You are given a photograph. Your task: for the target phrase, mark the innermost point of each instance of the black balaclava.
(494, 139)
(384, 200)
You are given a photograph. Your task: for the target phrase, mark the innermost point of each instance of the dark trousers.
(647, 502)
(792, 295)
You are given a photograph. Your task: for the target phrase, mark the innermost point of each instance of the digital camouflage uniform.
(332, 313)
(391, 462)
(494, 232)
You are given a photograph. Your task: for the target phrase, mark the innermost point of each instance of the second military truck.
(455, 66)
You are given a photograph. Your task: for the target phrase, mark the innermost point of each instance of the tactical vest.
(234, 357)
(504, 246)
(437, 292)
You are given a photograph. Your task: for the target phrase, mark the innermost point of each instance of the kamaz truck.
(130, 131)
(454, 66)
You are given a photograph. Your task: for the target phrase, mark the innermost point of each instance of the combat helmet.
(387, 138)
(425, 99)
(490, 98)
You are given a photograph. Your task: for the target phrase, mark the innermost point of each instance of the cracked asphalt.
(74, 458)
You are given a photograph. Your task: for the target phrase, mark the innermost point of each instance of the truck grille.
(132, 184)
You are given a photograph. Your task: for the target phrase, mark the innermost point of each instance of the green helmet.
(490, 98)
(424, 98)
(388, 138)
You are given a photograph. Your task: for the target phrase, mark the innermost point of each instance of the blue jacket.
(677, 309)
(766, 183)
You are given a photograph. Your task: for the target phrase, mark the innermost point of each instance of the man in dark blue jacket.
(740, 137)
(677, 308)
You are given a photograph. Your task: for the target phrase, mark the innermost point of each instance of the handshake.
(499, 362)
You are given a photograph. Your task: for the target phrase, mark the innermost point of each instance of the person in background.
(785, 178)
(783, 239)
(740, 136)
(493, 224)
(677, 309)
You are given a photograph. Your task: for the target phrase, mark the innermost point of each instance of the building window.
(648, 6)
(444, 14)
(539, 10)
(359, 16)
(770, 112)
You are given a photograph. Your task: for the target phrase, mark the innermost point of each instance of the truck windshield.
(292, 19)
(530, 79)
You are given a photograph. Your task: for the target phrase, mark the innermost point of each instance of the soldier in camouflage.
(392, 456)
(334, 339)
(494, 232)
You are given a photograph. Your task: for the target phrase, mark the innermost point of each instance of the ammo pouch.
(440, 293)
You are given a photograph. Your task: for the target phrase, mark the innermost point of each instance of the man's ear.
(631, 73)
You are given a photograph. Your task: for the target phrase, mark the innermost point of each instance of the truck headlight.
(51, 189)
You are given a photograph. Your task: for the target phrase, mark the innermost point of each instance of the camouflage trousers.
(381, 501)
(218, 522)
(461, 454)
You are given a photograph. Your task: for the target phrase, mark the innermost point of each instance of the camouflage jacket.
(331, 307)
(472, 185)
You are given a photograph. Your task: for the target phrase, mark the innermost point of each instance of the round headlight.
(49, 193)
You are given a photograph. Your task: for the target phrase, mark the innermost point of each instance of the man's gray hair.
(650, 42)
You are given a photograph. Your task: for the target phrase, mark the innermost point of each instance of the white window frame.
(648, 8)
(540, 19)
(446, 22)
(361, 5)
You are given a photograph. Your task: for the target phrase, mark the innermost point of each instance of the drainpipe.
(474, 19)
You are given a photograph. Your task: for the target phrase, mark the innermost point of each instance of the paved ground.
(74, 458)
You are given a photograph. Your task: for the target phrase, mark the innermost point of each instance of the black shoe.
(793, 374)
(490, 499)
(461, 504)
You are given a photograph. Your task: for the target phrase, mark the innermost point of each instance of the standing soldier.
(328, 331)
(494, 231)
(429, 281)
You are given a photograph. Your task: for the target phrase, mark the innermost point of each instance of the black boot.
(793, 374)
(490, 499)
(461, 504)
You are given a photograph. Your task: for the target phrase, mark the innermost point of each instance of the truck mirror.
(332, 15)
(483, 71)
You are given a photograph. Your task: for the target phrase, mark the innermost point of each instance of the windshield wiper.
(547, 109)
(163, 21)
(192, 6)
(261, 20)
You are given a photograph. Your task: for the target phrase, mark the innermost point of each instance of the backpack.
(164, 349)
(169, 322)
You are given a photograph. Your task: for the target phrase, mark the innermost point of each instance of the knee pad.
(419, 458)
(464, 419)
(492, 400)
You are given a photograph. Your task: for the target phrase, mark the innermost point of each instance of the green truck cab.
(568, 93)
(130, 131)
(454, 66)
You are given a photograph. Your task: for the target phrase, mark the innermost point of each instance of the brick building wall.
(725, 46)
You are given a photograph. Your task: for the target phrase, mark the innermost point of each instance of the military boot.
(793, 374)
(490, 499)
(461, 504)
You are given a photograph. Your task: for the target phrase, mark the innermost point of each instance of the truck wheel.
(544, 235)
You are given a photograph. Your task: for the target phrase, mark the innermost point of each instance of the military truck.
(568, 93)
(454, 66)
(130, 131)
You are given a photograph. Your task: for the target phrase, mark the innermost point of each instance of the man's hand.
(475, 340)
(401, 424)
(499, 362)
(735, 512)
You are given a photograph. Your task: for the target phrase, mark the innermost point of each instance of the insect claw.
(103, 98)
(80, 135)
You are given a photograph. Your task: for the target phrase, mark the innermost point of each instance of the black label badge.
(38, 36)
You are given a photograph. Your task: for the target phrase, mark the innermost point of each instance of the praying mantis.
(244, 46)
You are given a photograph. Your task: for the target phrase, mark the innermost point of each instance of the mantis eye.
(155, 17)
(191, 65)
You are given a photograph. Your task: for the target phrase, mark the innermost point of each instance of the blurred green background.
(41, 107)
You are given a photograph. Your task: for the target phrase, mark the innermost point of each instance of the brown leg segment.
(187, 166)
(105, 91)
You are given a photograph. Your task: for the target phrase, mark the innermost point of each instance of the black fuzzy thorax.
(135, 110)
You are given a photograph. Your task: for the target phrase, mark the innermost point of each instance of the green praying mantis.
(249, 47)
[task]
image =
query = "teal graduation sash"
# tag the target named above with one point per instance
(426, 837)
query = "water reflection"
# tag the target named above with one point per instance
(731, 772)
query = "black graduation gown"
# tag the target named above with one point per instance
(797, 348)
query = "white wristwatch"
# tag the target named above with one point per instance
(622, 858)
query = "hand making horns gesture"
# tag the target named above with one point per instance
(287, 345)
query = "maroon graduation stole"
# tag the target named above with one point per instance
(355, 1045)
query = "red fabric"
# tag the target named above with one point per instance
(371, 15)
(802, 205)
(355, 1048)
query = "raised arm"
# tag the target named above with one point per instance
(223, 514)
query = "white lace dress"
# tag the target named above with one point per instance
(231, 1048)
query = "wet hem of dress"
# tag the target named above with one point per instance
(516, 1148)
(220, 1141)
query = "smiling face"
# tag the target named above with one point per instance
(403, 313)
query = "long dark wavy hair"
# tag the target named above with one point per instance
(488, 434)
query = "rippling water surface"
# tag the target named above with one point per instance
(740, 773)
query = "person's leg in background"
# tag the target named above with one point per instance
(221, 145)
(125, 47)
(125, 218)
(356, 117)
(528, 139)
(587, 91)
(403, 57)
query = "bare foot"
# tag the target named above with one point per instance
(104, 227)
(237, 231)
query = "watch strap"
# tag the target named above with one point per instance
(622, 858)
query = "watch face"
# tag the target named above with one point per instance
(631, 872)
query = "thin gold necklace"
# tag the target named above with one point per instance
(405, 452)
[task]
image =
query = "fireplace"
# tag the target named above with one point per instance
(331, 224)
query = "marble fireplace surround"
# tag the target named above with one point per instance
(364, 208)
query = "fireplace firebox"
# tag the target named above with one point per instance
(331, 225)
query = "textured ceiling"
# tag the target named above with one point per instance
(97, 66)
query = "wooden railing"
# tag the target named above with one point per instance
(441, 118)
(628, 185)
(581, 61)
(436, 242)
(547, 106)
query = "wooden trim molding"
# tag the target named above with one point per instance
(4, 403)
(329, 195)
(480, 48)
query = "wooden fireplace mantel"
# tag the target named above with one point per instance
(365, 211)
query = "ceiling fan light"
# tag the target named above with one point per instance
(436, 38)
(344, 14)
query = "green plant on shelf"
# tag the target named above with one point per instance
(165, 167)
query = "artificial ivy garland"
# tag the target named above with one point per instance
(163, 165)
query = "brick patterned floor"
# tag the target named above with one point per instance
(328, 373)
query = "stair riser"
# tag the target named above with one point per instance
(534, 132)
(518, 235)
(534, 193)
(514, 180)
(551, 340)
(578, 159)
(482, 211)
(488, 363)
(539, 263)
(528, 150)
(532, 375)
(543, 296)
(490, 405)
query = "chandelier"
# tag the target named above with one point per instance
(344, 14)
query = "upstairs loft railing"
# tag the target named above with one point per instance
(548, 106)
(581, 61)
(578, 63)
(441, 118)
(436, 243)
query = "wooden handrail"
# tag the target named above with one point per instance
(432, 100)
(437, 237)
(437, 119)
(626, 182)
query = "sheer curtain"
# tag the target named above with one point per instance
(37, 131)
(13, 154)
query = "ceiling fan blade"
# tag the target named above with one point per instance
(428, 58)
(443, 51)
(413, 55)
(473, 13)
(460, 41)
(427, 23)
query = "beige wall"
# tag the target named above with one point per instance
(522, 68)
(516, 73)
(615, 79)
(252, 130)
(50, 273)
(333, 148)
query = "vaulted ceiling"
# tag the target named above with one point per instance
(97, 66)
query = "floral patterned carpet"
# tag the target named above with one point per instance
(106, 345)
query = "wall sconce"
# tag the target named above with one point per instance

------------------------------------

WORK TO COMPLETE: Search the records for lines holding the word "patterned", then copy each line you find.

SOLUTION TO THIS PROBLEM:
query = "brick patterned floor"
query = "floral patterned carpet"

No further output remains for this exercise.